**Requirement:** Transcribe all records exactly.

┌─ Data lines

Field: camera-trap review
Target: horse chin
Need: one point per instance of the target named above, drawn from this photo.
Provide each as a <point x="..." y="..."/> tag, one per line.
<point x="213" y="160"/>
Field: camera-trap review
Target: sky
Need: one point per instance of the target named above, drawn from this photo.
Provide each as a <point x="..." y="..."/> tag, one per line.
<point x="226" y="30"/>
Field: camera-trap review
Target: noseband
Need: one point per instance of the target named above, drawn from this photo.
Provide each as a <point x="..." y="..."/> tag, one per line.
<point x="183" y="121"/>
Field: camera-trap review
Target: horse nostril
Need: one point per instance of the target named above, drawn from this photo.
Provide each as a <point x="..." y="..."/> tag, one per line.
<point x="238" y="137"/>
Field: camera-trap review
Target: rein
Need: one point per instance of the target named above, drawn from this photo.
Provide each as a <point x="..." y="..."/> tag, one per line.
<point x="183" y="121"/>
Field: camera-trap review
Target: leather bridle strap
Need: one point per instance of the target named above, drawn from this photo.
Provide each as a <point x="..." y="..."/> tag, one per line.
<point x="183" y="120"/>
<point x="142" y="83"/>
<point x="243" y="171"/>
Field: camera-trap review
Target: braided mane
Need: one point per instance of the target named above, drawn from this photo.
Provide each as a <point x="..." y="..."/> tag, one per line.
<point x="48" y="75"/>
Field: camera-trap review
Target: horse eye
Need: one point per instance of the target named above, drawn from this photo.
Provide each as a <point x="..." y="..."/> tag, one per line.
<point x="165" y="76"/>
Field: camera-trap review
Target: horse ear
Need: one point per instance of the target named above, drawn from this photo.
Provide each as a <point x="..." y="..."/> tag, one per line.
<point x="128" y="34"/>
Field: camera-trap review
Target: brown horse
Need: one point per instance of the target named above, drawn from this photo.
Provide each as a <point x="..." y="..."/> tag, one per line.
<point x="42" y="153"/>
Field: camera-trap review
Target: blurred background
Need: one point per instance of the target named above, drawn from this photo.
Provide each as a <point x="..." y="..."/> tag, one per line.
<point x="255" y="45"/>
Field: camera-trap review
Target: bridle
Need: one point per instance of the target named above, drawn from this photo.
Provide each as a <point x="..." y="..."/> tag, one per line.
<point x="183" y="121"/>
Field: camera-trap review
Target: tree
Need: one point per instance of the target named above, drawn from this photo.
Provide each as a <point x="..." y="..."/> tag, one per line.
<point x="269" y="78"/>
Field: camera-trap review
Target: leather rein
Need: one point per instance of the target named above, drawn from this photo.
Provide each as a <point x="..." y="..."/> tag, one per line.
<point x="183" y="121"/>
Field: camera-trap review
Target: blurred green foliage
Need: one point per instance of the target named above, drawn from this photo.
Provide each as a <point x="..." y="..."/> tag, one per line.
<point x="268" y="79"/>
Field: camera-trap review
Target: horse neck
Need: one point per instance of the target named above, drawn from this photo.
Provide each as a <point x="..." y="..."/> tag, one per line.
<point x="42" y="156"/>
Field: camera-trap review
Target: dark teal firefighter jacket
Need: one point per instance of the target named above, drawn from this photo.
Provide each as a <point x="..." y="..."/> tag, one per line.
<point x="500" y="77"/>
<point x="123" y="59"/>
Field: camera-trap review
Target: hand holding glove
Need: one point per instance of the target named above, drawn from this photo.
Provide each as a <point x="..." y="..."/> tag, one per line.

└─

**Result of this task:**
Field: camera-trap review
Target: horse chin
Need: one point per instance of the target named above, drawn from this photo.
Provide each as a <point x="..." y="..."/> tag, one per line.
<point x="213" y="160"/>
Field: camera-trap review
Target: sky
Need: one point per instance of the target named above, drawn from this photo.
Provide each as a <point x="..." y="..."/> tag, one per line.
<point x="226" y="30"/>
Field: camera-trap review
Target: noseband
Need: one point per instance of the target named above, drawn from this photo.
Provide each as a <point x="..." y="..."/> tag, one per line.
<point x="183" y="121"/>
Field: camera-trap review
Target: horse nostril
Need: one point per instance of the target named above, drawn from this photo.
Provide each as a <point x="..." y="..."/> tag, one per line.
<point x="238" y="137"/>
Field: camera-trap review
Target: rein
Need: one point per instance of the target named above, drawn from this photo.
Provide each as a <point x="..." y="..."/> tag, one per line.
<point x="183" y="121"/>
Field: camera-trap review
Target: leather bridle strap
Need: one point per instance of the target named above, drawn from this photo.
Provide each as a <point x="..." y="..."/> tag, one per line.
<point x="183" y="120"/>
<point x="142" y="83"/>
<point x="243" y="171"/>
Field: camera-trap review
Target: braided mane
Need: one point per instance of the target named above, drawn from this photo.
Provide each as a <point x="..." y="..."/> tag, one per line.
<point x="48" y="75"/>
Field: camera-trap review
Target: horse eye
Need: one point per instance of the target named above, drawn from this photo.
Provide each as a <point x="..." y="..."/> tag, one per line.
<point x="165" y="76"/>
Field: camera-trap review
Target: horse ear
Need: one point per instance of the target named above, drawn from this photo.
Provide each as a <point x="..." y="..."/> tag, one per line.
<point x="128" y="34"/>
Field: camera-trap review
Target: brown horse
Need: one point per instance of the target named above, drawn from this photo.
Provide each as a <point x="..." y="..."/> tag, one per line.
<point x="42" y="153"/>
Field: camera-trap review
Target: blurred background
Need: one point per instance of the target named above, drawn from this photo.
Provide each as a <point x="..." y="..."/> tag, one per line.
<point x="255" y="45"/>
Field: camera-trap review
Target: bridle
Need: one point per instance of the target named above, drawn from this photo.
Provide each as a <point x="..." y="..."/> tag, one per line.
<point x="183" y="121"/>
Field: camera-trap review
Target: tree
Need: one point per instance of the target named above, drawn from this photo.
Provide each as a <point x="..." y="..."/> tag, one per line.
<point x="269" y="78"/>
Field: camera-trap review
Target: leather rein
Need: one point per instance of the target named above, drawn from this photo.
Provide each as a <point x="..." y="..."/> tag, one per line.
<point x="183" y="121"/>
Field: camera-trap review
Target: blurred green foliage
Need: one point per instance of the target named above, drawn from this photo.
Provide each as a <point x="..." y="..."/> tag, one per line.
<point x="268" y="79"/>
Field: camera-trap review
Target: horse neck
Need: one point per instance of the target named above, drawn from this photo.
Provide each as a <point x="..." y="..."/> tag, one per line.
<point x="42" y="156"/>
Field: camera-trap review
Target: dark teal firefighter jacket
Need: one point per instance of the target named above, drawn from this photo.
Provide each as a <point x="..." y="..."/> tag, one per line.
<point x="500" y="77"/>
<point x="123" y="59"/>
Field: camera-trap review
Target: hand holding glove
Need: one point per instance of the target named above, drawn from this photo.
Provide each as a <point x="..." y="..."/> tag, one per line.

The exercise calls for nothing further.